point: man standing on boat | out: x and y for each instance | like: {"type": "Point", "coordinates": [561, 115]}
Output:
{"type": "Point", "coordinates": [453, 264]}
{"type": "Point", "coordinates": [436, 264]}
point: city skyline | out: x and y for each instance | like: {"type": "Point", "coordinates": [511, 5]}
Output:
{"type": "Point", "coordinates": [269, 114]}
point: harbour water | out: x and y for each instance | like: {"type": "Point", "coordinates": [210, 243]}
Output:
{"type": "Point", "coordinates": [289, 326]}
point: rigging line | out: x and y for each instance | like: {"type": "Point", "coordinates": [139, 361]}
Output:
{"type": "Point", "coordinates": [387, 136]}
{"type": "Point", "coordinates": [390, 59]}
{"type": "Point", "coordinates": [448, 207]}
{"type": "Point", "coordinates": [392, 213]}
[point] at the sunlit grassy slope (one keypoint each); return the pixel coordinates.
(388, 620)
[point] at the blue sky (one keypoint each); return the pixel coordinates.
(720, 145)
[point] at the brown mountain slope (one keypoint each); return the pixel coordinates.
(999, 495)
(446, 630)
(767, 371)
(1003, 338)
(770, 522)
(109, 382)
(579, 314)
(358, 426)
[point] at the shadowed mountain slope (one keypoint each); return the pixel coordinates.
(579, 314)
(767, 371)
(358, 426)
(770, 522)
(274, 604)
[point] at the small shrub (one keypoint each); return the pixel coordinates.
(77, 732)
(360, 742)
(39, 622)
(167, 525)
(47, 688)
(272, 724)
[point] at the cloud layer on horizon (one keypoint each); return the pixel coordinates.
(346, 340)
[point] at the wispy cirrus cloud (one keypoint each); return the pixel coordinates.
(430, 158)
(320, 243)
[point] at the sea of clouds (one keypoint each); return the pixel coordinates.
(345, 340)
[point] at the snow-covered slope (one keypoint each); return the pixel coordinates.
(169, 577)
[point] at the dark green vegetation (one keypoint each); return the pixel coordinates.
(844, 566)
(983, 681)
------------------------------
REQUIRED ACTION:
Write out exactly the lines of the entries above that run from the line containing "[point] at the dark" through the last line, including both.

WRITTEN ANSWER:
[point] at the dark green vegetation (one keypoint each); return the pixel coordinates.
(844, 566)
(983, 681)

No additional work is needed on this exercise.